OBJECTIVE 1 - Translate the sentence "In the Oak Tree, the entire story takes place on a hill, in a field, under a man-eating oak tree." from the passage on story settings into Spanish.

--- start PASSAGE ---

In the car crash one (Wasted Time), the entire story takes place in one tiny isolated section of road, just as the road leaves town and enters the forest. Of any world I've ever created, this is probably the smallest one as it takes place in a space about 200 feet in diameter.

In the sand castle story (Sand Castle), it starts out on the back porch of a beach house, then expands to a cold North Atlantic beach, and mentions that the beach boarders a tourist town. So this one has a full town, but only a small section of it is seen.

In the Oak Tree, the entire story takes place on a hill, in a field, under a man-eating oak tree.

Emmet opens with a scam artist being chased by an angry mob out of a village, during a storm, getting lost in the forest, and seeking shelter in a haunted house. From there the entire story exists in the front parlour of the house, where the man is terrorized by ghostly black cats who argue how they will kill him.

Shifting Sands, is set on the exact same beach as Sand Castle, this time an evil town manager is destroying nature to to turn the town into a money making tourist attraction, but his plans are thwarted by the same Faeries as before, calling up the crabs and seagulls in to tourist eating massacre.

Lucky Number 7 takes place in 3 locations: an 7th floor apartment, bus #7, and an office building on 7th street where the 7 son of a 7th son works with 7 employees whom he is convinced are plotting to kill him on the 7th hour of the 7th day of the 7th month, so he plots to kill them first.

--- end PASSAGE ---
--- start RECORDS TO PROCESS ---

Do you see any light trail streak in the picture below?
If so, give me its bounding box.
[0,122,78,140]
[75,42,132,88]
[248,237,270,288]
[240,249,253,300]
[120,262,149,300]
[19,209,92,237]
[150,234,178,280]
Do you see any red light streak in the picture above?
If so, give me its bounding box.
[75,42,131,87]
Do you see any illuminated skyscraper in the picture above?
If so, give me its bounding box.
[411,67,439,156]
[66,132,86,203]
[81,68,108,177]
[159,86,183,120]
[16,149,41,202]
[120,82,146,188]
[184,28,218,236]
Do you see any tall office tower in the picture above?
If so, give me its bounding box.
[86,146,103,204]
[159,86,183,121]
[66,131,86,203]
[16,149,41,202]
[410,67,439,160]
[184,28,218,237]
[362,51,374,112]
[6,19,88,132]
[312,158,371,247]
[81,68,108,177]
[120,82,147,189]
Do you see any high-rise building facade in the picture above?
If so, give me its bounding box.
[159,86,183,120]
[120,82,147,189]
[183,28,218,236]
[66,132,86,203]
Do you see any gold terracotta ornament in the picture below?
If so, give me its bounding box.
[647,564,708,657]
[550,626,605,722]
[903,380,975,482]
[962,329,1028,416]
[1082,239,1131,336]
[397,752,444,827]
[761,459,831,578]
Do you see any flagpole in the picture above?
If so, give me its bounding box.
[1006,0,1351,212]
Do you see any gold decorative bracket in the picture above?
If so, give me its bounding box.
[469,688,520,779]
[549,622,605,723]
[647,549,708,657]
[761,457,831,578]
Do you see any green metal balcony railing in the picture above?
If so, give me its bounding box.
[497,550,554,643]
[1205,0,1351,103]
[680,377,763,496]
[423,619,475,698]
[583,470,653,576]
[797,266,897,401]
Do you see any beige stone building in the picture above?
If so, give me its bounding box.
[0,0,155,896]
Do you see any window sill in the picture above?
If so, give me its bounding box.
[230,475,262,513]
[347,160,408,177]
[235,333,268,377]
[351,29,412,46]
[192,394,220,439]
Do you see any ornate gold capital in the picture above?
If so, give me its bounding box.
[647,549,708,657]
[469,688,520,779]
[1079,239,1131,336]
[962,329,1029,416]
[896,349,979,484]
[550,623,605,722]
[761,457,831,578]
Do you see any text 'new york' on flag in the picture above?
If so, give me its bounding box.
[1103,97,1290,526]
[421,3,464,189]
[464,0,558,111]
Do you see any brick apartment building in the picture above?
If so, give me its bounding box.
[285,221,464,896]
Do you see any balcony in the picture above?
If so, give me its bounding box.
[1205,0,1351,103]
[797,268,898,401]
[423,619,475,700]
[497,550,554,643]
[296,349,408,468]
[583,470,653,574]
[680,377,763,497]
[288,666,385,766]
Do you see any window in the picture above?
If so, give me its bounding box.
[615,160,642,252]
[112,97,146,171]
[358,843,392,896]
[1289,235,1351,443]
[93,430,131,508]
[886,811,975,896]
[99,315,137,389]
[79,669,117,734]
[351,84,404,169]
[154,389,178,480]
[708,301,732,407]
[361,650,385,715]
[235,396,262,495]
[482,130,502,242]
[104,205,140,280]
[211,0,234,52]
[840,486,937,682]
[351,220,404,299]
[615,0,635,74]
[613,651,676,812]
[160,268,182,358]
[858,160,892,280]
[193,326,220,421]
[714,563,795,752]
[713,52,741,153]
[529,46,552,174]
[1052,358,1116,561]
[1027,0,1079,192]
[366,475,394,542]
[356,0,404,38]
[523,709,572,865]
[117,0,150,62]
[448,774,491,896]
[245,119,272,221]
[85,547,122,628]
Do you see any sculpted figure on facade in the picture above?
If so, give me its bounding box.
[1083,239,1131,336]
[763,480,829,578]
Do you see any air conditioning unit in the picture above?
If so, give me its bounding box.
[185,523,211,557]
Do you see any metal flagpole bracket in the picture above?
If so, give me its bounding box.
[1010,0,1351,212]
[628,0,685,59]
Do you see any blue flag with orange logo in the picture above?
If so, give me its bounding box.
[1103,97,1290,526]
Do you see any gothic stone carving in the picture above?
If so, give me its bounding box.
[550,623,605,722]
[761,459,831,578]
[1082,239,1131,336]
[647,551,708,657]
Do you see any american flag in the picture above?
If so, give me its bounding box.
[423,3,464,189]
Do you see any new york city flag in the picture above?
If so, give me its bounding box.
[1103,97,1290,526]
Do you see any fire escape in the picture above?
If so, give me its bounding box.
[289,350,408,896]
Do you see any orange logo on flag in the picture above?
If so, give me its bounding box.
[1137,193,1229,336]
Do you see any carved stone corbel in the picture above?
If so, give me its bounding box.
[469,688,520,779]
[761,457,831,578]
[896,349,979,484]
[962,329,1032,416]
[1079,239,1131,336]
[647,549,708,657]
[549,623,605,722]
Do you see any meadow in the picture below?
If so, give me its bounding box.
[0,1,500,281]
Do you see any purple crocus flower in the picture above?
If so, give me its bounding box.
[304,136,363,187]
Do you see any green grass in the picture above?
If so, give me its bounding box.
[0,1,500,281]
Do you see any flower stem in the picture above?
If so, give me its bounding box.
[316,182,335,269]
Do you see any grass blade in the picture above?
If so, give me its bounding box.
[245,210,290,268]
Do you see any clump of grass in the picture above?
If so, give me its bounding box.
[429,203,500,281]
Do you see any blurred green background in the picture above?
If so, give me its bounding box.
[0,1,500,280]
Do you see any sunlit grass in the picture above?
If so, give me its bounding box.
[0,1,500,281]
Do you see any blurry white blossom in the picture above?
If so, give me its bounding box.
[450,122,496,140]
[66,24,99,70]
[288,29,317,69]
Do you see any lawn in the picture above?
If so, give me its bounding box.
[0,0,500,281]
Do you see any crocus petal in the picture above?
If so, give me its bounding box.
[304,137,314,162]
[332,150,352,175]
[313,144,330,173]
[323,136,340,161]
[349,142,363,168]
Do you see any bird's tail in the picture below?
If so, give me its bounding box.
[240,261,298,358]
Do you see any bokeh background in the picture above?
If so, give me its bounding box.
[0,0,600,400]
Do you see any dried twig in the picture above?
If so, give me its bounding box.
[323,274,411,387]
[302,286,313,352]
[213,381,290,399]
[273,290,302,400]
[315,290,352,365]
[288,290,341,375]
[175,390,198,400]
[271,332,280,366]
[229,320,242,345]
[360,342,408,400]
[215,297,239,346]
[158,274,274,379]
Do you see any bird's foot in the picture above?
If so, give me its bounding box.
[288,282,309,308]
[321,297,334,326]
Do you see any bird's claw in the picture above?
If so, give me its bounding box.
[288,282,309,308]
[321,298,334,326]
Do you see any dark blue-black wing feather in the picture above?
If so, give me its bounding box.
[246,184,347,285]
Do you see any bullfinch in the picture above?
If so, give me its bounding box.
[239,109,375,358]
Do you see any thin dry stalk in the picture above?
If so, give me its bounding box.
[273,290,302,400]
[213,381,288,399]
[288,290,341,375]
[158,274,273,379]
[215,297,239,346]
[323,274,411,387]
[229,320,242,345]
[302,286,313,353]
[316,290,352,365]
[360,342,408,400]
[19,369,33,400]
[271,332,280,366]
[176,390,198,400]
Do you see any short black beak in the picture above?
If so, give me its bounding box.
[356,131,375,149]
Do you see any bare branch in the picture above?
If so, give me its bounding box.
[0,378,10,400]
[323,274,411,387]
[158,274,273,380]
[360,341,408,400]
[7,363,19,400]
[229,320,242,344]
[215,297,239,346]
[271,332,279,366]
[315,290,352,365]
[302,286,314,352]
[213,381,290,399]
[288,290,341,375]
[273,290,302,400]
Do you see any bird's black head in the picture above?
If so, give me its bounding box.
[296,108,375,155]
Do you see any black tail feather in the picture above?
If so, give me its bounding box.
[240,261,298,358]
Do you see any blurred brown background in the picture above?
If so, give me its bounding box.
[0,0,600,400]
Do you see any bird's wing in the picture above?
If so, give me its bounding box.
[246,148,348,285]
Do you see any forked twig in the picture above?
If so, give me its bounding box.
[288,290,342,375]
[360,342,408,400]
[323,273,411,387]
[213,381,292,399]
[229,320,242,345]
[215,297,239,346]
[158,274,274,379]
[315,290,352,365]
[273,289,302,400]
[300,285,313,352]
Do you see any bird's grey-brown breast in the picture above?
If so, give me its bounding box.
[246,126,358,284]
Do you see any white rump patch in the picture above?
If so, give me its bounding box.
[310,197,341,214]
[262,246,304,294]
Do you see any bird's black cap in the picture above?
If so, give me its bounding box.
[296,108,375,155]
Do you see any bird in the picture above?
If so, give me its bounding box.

--- end RECORDS TO PROCESS ---

OBJECTIVE 2 - In the source records, rewrite the stretch from the line containing "Do you see any air" through the line containing "[423,3,464,189]", requests included. Adjust every bounding-box coordinate in the answers by -61.

RESPONSE 1 - En «El roble», toda la historia transcurre en una colina, en un campo, bajo un roble que devora hombres.

RESPONSE 2 -
Do you see any air conditioning unit in the picture above?
If so, give me its bounding box.
[124,462,150,496]
Do you see any metal flagpole bracket in the picture above?
If so, give me its bounding box.
[949,-61,1290,151]
[567,-61,624,-2]
Do you see any blue flag with orange logo in the picture above?
If so, give me its bounding box.
[1042,36,1229,465]
Do you see any gothic stone carving in the picture above?
If so, give me its bounding box.
[489,562,544,661]
[700,398,770,517]
[1021,178,1070,275]
[586,490,647,596]
Do you see any american flag in the picture above?
If so, give me its bounding box.
[362,-58,403,128]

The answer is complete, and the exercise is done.